What You Need to Know Before Traveling to Myanmar

Myanmar has changed at breakneck speed since the country started opening up to visitors around 2012. Here are some things that travelers should be aware in their trip to Myanmar.

At the entrance of Shwedagon Pagoda.

Greetings

The standard greeting of “mingalabar” (pronounced min-gah-lah-bah”) means “auspiciousness wishes.” Saying it to local people will usually get you a smile and happy nod in return. Bonus points if say thank you: kye zu tin ba deh, pronounced “cheh-zu-tin-ba-deh”.

Check weather before you go

Late October to February is the coolest time of year, while March and April have scorching temperatures. If you plan traveling during the rainy season which comes from May through early October, be sure to pack an umbrella / raincoat, and some waterproof shoes, because the city’s streets often flood. Be careful when walking around town this time of year, as a layer of slime forms, making the sidewalks dangerously slick. Also check if your visit coincides with any major holidays throughout the year, for example Thingyan, as they can impact travel and cause businesses to close for days on end.

Thingyan Water Festival in Myanmar.

Bring new dollars

Folds, pen marks, ink stains, wrinkles, any other kind of blemish, or old bills, can devalue or render your cash useless. There’s no agreed-upon explanation for this practice, but rest assured that the crumpled, stained Myanmar kyat notes you get in exchange will still hold their full value. Also, be sure to bring either $50 or $100 to change, as smaller notes will be exchanged at a lower rate. There are ATMs in major cities like Yangon or Mandalay, and they accept most major international credit cards. Just don’t try to withdraw money on a payday (usually the last or first day of the month) as the ATMs will often be empty. Also, make sure to use the last of your bills or exchange in-country, as you can’t once you leave Myanmar.

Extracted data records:

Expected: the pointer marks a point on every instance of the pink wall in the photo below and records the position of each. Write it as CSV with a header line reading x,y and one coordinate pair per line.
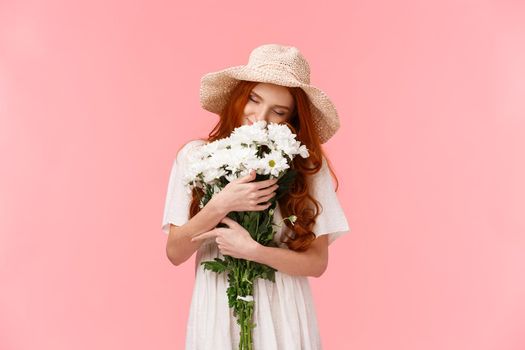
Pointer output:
x,y
96,97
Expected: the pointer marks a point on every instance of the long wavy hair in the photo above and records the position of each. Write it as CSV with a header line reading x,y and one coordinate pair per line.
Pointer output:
x,y
298,201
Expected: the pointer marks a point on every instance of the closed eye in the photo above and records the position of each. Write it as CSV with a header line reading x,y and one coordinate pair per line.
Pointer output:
x,y
281,114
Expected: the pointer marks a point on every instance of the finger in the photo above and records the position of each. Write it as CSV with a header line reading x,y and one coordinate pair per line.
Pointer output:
x,y
204,235
266,183
226,220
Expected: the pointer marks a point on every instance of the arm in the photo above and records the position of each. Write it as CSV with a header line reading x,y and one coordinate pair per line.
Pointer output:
x,y
312,262
179,247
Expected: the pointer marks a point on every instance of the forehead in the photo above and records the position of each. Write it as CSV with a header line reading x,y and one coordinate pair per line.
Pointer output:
x,y
274,93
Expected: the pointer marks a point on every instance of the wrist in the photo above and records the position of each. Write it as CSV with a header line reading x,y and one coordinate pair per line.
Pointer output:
x,y
218,207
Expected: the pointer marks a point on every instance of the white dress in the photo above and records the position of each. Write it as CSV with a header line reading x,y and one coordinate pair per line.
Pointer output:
x,y
284,311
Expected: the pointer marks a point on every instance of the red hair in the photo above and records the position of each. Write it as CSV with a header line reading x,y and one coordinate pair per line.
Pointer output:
x,y
298,201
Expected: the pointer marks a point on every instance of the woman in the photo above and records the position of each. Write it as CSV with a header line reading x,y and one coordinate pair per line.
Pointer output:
x,y
274,86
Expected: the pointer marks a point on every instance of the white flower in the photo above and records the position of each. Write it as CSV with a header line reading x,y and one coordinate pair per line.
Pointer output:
x,y
266,148
274,163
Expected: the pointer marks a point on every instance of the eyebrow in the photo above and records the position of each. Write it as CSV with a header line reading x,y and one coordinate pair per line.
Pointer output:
x,y
288,108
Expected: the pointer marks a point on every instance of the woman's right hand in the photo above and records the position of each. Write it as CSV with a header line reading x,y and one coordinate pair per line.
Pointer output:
x,y
244,194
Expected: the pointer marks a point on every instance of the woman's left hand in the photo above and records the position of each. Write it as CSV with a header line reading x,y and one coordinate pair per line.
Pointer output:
x,y
233,240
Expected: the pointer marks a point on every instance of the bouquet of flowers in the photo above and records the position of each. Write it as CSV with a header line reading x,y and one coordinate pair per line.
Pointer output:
x,y
269,150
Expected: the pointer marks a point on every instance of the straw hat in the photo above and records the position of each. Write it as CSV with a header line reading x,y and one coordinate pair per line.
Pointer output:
x,y
276,64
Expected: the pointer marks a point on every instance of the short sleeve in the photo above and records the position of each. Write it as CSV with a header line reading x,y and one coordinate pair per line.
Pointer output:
x,y
331,219
178,196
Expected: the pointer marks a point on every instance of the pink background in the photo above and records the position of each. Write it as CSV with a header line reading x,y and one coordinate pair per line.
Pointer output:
x,y
96,97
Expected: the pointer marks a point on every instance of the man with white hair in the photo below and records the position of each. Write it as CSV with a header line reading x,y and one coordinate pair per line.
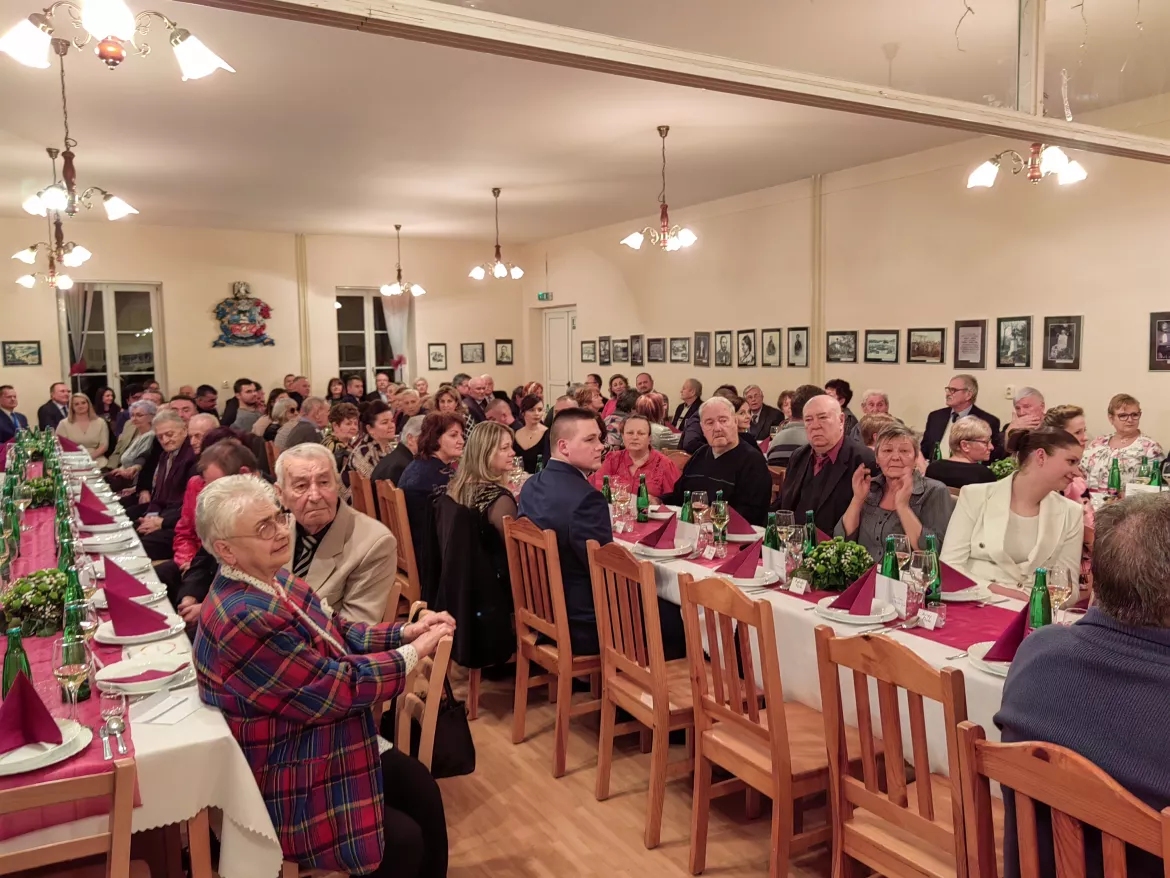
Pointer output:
x,y
728,465
348,558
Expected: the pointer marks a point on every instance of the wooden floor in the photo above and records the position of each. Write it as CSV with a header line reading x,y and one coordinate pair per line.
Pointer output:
x,y
513,820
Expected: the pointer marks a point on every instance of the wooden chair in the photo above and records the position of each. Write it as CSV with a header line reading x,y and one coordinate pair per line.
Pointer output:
x,y
392,508
538,592
907,829
1078,794
114,844
635,674
777,749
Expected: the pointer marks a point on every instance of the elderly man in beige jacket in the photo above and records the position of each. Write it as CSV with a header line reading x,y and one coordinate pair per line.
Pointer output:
x,y
346,557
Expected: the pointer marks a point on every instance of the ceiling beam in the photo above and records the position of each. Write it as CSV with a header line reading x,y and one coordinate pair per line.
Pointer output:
x,y
458,27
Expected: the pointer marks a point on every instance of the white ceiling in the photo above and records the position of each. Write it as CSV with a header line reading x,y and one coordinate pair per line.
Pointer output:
x,y
330,131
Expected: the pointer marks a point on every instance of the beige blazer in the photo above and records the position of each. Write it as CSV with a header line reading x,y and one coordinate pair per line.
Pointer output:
x,y
355,567
975,536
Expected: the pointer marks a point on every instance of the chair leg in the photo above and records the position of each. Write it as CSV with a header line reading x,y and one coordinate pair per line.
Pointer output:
x,y
660,755
605,748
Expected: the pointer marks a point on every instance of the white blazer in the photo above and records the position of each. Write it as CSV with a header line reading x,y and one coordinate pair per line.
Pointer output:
x,y
975,536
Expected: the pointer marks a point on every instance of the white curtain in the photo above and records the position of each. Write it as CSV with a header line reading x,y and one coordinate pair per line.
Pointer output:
x,y
399,313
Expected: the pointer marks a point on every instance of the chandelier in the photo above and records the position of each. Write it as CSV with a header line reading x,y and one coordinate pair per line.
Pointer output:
x,y
114,27
497,268
399,287
667,237
1041,162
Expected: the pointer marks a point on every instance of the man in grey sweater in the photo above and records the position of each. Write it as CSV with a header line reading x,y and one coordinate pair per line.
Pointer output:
x,y
1099,687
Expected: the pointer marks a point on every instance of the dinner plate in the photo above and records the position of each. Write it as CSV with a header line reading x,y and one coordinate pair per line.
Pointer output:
x,y
74,739
885,614
976,652
105,635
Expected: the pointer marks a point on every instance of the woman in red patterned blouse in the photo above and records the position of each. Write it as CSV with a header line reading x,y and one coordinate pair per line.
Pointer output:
x,y
638,458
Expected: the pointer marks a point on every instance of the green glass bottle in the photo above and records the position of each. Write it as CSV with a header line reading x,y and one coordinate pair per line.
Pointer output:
x,y
15,662
1039,603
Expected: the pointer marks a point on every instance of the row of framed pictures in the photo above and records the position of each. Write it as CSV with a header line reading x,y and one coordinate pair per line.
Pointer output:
x,y
724,347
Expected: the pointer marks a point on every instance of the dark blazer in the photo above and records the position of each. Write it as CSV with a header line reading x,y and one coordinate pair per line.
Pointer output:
x,y
48,416
936,425
561,499
837,492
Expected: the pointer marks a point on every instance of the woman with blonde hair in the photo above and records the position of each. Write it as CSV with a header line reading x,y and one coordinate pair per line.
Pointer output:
x,y
84,427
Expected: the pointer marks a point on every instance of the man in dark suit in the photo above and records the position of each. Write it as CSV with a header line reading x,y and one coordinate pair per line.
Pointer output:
x,y
561,499
962,391
11,420
763,416
54,411
820,474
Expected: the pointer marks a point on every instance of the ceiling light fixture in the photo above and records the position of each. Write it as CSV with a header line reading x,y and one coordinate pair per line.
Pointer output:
x,y
497,268
112,26
667,237
1041,162
399,287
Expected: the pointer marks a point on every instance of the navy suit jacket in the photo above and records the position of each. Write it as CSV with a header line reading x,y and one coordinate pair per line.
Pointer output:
x,y
561,499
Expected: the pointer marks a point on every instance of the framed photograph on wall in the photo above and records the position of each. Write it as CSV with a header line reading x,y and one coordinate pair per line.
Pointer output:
x,y
723,348
970,344
798,347
881,345
1013,342
1062,338
503,351
841,347
926,345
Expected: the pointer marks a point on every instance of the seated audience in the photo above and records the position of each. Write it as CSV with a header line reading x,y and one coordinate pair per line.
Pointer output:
x,y
635,459
293,679
1127,445
348,558
725,464
820,474
1098,687
970,448
1002,532
896,501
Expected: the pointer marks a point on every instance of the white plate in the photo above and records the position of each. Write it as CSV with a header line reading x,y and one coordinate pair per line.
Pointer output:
x,y
74,739
976,652
105,635
886,612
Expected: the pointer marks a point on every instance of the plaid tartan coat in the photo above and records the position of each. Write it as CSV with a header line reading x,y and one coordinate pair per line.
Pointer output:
x,y
302,714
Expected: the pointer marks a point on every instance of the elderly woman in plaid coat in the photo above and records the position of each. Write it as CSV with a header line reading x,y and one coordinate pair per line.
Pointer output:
x,y
297,686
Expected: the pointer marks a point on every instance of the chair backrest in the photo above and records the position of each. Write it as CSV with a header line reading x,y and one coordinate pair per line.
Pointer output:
x,y
116,786
728,698
1076,791
625,598
893,667
392,508
538,592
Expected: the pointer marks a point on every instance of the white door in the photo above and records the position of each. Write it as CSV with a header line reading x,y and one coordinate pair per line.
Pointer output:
x,y
559,342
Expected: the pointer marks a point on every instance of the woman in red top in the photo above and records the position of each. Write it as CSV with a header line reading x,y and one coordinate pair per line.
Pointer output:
x,y
637,459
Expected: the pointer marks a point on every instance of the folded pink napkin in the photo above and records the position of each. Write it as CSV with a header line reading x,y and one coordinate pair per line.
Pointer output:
x,y
25,719
131,619
859,597
1005,645
123,583
742,566
662,536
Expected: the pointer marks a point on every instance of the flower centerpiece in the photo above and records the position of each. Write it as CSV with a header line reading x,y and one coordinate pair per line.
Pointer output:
x,y
834,564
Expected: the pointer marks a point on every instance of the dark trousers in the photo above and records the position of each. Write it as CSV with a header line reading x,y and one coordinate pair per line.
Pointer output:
x,y
413,821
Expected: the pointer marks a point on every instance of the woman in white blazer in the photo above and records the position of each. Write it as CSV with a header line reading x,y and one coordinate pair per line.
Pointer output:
x,y
1002,532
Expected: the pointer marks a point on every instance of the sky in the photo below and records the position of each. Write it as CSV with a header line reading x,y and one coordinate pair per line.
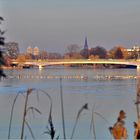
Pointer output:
x,y
55,24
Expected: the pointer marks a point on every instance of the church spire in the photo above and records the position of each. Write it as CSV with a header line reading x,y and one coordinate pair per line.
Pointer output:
x,y
86,44
86,51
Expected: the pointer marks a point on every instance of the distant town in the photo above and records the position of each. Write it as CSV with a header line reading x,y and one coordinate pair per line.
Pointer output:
x,y
12,52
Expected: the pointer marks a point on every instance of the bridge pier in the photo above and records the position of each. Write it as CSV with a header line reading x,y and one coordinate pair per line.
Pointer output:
x,y
40,67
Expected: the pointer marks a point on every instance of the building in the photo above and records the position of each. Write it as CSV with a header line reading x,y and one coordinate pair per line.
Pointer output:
x,y
36,52
85,50
12,49
134,52
29,50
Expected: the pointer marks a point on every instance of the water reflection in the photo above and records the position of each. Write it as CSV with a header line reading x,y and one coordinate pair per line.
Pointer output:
x,y
108,95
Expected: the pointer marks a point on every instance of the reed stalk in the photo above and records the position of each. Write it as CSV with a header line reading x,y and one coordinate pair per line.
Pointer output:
x,y
62,109
24,114
77,118
11,115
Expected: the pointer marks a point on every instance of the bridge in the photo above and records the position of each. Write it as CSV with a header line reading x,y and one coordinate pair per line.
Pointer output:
x,y
49,62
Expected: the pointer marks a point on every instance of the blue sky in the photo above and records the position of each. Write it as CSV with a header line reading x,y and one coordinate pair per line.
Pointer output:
x,y
55,24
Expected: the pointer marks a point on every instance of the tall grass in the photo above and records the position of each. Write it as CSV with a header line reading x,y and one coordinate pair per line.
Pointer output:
x,y
26,110
62,109
84,107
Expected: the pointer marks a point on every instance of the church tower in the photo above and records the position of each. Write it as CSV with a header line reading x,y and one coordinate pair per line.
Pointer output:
x,y
86,52
86,44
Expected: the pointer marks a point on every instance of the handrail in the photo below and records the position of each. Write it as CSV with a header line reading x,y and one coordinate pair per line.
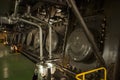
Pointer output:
x,y
92,71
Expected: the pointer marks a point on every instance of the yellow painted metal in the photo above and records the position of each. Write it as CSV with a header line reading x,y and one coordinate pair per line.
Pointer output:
x,y
81,76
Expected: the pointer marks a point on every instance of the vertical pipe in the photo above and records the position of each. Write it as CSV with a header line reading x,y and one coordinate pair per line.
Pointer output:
x,y
50,34
50,42
40,38
16,7
40,35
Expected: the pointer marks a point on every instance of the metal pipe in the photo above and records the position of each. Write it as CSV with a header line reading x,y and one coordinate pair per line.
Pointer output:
x,y
50,42
16,7
50,34
40,35
86,31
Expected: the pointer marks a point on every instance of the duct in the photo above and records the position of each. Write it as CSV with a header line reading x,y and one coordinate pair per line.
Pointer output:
x,y
86,31
6,20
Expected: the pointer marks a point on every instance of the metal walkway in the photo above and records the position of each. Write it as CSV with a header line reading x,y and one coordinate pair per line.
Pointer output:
x,y
14,66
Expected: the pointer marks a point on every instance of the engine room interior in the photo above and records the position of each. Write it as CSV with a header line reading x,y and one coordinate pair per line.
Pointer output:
x,y
59,40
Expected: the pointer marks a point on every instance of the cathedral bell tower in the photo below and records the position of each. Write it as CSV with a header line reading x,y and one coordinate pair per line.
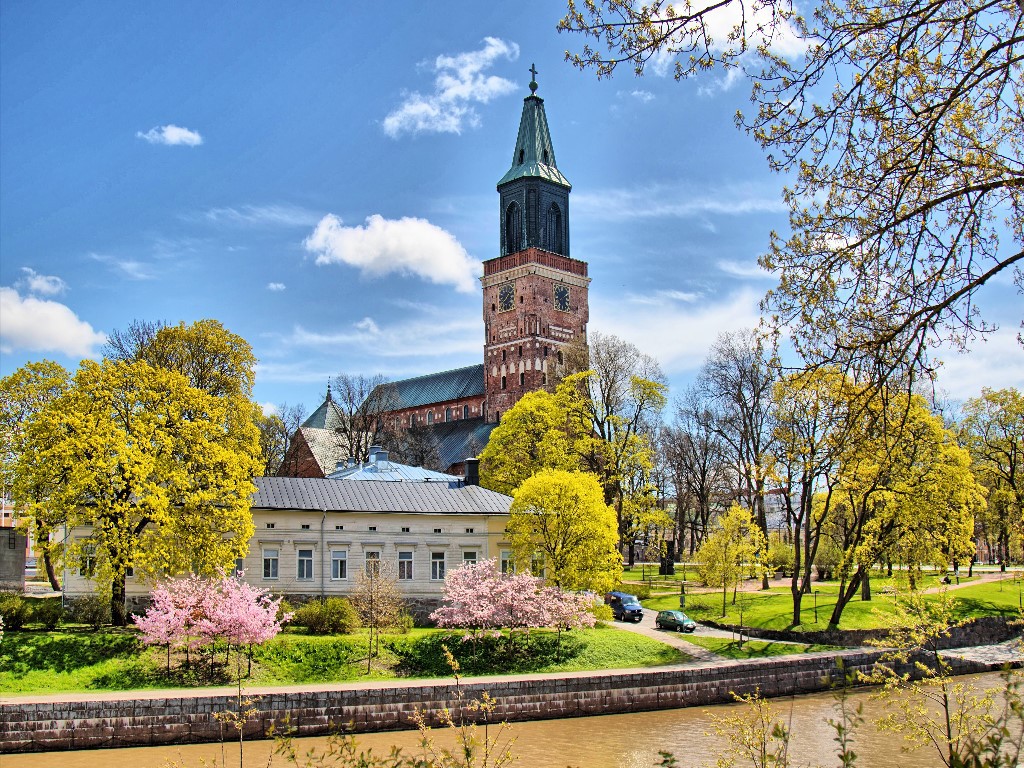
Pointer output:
x,y
535,295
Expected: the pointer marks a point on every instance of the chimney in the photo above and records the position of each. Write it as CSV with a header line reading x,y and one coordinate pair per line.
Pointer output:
x,y
472,471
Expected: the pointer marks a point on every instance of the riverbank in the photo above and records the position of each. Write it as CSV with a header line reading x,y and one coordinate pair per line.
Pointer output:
x,y
168,717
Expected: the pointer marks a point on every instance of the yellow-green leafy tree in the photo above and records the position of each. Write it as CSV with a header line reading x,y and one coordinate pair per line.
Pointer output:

## Challenges
**A.** Write out the section of the Myanmar travel tips between "Thingyan Water Festival" and "you leave Myanmar.", inclusive.
**B.** Find each line of the records that contains the string "pictures" and copy those lines.
The Myanmar travel tips and the records have no connection to each other.

## Task-by-task answers
**A.**
Thingyan Water Festival in Myanmar.

Bring new dollars

Folds, pen marks, ink stains, wrinkles, any other kind of blemish, or old bills, can devalue or render your cash useless. There’s no agreed-upon explanation for this practice, but rest assured that the crumpled, stained Myanmar kyat notes you get in exchange will still hold their full value. Also, be sure to bring either $50 or $100 to change, as smaller notes will be exchanged at a lower rate. There are ATMs in major cities like Yangon or Mandalay, and they accept most major international credit cards. Just don’t try to withdraw money on a payday (usually the last or first day of the month) as the ATMs will often be empty. Also, make sure to use the last of your bills or exchange in-country, as you can’t once you leave Myanmar.

**B.**
Expected: the pointer marks a point on every instance of the row of framed pictures in the photo above and records the position of each. Write it as CSV with a header line reading x,y and one coordinate pair per line.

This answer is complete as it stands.